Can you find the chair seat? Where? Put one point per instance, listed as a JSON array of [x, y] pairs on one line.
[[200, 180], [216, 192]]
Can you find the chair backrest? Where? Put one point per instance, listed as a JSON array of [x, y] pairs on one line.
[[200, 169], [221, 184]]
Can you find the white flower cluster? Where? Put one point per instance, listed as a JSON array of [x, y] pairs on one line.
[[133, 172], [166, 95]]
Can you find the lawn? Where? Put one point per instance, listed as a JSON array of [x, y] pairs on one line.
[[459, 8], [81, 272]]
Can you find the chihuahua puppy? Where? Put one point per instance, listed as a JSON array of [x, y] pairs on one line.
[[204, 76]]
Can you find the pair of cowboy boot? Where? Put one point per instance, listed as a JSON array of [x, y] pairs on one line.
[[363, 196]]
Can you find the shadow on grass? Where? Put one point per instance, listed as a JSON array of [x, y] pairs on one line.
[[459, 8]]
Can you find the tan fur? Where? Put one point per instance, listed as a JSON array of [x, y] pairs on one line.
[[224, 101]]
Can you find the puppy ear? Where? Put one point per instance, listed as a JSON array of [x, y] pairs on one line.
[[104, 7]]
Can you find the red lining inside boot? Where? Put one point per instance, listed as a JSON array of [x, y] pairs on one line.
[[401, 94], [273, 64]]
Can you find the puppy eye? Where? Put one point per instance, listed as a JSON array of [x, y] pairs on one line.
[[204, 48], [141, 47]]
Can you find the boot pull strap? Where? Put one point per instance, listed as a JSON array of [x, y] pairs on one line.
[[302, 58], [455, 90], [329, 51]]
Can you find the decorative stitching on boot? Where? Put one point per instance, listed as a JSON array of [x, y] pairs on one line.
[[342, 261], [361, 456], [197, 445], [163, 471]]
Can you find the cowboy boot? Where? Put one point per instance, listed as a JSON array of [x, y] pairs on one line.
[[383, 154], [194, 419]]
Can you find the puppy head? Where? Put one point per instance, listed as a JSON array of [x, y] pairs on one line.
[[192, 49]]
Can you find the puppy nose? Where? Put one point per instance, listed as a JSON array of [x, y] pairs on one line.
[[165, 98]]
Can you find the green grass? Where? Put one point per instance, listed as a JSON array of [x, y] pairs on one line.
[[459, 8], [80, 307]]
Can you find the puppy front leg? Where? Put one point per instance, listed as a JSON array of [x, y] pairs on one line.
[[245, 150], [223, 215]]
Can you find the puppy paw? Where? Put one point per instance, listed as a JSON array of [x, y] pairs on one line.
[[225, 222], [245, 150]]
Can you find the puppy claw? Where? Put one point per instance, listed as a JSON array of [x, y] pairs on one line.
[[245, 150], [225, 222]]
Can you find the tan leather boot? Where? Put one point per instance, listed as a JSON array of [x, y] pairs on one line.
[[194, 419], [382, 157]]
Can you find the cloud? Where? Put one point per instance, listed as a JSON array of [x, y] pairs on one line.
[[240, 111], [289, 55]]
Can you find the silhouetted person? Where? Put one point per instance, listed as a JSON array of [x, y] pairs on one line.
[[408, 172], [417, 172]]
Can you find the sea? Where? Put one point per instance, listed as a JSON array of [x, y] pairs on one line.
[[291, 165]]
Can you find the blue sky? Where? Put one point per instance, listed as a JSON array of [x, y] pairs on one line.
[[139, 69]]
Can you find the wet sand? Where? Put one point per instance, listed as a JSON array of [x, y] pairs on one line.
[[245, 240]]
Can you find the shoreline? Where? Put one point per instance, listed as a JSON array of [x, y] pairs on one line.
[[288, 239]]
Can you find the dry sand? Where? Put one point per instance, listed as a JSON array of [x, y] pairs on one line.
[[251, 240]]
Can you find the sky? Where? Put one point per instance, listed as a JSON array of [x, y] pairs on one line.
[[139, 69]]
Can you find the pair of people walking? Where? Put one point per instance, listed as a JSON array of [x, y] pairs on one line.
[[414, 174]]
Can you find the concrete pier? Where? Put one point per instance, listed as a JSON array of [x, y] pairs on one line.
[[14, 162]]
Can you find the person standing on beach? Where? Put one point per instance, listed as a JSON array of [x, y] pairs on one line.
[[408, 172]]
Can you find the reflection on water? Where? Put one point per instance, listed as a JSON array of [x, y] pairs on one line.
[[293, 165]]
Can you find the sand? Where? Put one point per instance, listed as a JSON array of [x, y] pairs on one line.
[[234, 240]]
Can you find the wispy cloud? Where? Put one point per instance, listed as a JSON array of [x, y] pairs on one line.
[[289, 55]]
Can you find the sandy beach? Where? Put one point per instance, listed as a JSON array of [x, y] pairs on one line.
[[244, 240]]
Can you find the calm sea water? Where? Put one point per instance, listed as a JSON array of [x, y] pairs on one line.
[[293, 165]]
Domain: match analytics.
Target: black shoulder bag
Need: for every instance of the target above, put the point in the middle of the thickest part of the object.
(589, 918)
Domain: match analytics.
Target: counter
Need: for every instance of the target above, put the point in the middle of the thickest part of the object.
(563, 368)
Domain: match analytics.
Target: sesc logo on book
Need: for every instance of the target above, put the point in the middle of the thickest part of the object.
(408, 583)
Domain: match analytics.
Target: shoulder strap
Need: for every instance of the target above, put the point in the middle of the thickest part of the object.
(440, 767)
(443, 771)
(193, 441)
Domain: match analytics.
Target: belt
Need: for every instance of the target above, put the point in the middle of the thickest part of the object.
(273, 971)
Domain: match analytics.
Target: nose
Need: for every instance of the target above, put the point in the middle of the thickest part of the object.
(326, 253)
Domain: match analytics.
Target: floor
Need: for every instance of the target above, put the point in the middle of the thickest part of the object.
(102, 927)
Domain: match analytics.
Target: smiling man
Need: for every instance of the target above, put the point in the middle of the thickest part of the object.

_ _ _

# WHAT YOU NEED TO DO:
Your job is to transcribe the listing exactly, line for line.

# RESPONSE TO THIS TASK:
Can you find the chair seat? Where? Put one point per instance, listed as a JSON array of [x, y] pairs on one line.
[[200, 180], [216, 192]]
Can you find the chair backrest? Where? Put one point per instance, listed as a JSON array of [x, y] pairs on one line.
[[200, 169], [221, 184]]
Can you find the white flower cluster? Where? Put one point per instance, listed as a JSON array of [x, y] pairs on one line.
[[133, 172], [166, 95]]
Can you find the lawn? Where? Put one point per instance, listed as a JSON array of [x, y] pairs on one line.
[[459, 8], [81, 272]]
Can you find the chihuahua puppy? Where? Put one point per instance, listed as a JSON array of [x, y] pairs on one line.
[[204, 76]]
Can you find the pair of cowboy boot? Where? Put one point per instance, listed as a JSON array of [x, y] pairs on one line.
[[363, 196]]
Can you find the shadow on grass? Where? Put one point per instance, listed as a JSON array of [x, y] pairs on one line.
[[459, 8]]
Can you find the tan fur? Where? Put one point per instance, listed as a JSON array of [x, y] pairs on one line.
[[224, 101]]
Can you find the puppy ear? Where? Put one point per instance, listed as a JSON array of [x, y] pairs on one line.
[[104, 7]]
Can you find the red lining inside boot? Where? Put one point per instance, listed as a JSON array of [x, y] pairs on one line.
[[401, 94], [273, 64]]
Can you find the puppy eye? Where? Put one point per instance, listed as a JSON array of [x, y] pairs on one line.
[[204, 48], [141, 47]]
Can you find the boot pull strap? Where? Put one point per instance, listed as a JSON array of [x, y] pairs on one line.
[[302, 58], [455, 90], [329, 51]]
Can you find the decorative stitching on boot? Where? Put one point per instance, listed as a JSON array of [x, y] pairs on one line.
[[342, 261], [361, 456], [197, 445], [163, 471]]
Can you find the cowboy boot? Where? Put one point per instance, listed as a JSON array of [x, y] pairs on one line.
[[383, 154], [194, 419]]
Can you find the puppy head? Where? Put one point per instance, listed as a JSON array of [x, y] pairs on one line.
[[192, 49]]
Can you find the puppy nose? Where? Put one point per instance, listed as a JSON array of [x, y] pairs on one line.
[[165, 98]]
Can you find the green grass? Where? Put one point per instance, listed as a JSON array of [x, y] pairs on one line.
[[459, 8], [80, 307]]
Can you find the puppy front leg? Where? Put one point per instance, listed as a JSON array of [x, y] pairs on one line.
[[245, 150], [223, 215]]
Can you find the puppy paw? Where? Put one point per instance, listed as a JSON array of [x, y] pairs on one line.
[[225, 222], [245, 150]]
Can you find the puppy claw? Where? Put one point per instance, listed as a JSON array of [x, y] pairs on one line.
[[245, 150], [225, 222]]
Can you find the tan leather boot? Where? Put one point per instance, listed as a JSON array of [x, y] pairs on one line.
[[194, 419], [382, 157]]
Can you find the cloud? Where? Put one point per instance, listed as a JSON array of [x, y] pairs on one line.
[[240, 111], [289, 55]]
Can you find the silhouetted person? Where? Put one point per instance, listed as a JSON array of [x, y] pairs on one line.
[[408, 172], [417, 172]]
Can you find the sea? Where? Put one point per instance, listed as a JSON array of [x, y] pairs on one line.
[[291, 165]]
Can you find the blue sky? Where? Put one point per instance, listed as a JSON array of [x, y] pairs on one line.
[[139, 69]]
Can you find the wet sand? Where? Put one point per instance, listed as a JSON array of [x, y] pairs on one line.
[[245, 240]]
Can you find the shoreline? Where? Put one point per instance, listed as a JSON array of [x, y] pairs on one line.
[[288, 239]]
Can you find the dry sand? Where? Put one point per instance, listed as a JSON array of [x, y] pairs on one line.
[[251, 240]]
Can you find the sky? Where? Put one point per instance, listed as a JSON array of [x, y] pairs on one line.
[[139, 69]]
Can you find the pair of people walking? Where? Put one point per instance, listed as a JSON array of [x, y] pairs on one line.
[[414, 174]]
Can you find the concrete pier? Where? Put one point per instance, listed as a JSON array of [x, y] pairs on one line.
[[14, 162]]
Can you find the person standing on beach? Where? Put one point per instance, listed as a JSON array of [x, y] pairs on one line.
[[408, 172]]
Can you find the reflection on water? Where? Put one point per instance, listed as a JSON array of [x, y] pairs on one line.
[[293, 165]]
Can you find the sand? Where? Put one point per instance, listed as a JSON array of [x, y] pairs on one line.
[[234, 240]]
Can you find the wispy cloud? Where? Put one point per instance, listed as a JSON array of [x, y] pairs on one line.
[[289, 55]]
Can you find the sandy beach? Where? Put one point per instance, listed as a JSON array of [x, y] pairs on one line.
[[244, 240]]
Can you find the calm sea water? Where? Put one point per instance, listed as a JSON array of [x, y] pairs on one line.
[[293, 165]]
Domain: match analytics.
Target: black shoulder bag
Need: for every instance of the target above, put the point in the middle of the thickest part of the object.
(589, 918)
Domain: match analytics.
Target: counter
Need: for every instance of the target above, put the point in the middle of the thickest part of the object.
(563, 368)
Domain: match analytics.
Target: sesc logo on book
Need: for every instance of the target above, put the point in the middle of the thickest part of the object.
(408, 583)
Domain: match analytics.
Target: shoulder strap
Need: for every instance of the target above, put the point in the middle of the thickest part of the object.
(440, 767)
(443, 771)
(193, 441)
Domain: match analytics.
Target: belt
Need: for every instance of the target above, put the point in the middle of the thickest part of the object.
(273, 971)
Domain: match analytics.
Target: nose
Need: for every instance of the target above, put the point in the middle of the thickest part of the object.
(326, 253)
Domain: match analytics.
Target: floor
Need: for every instance of the target above, put the point in the middle of the thickest part of the object.
(102, 927)
Domain: match analytics.
Target: smiling man
Need: for every instance of the target above, put the point in the middle of the thickest part of the object.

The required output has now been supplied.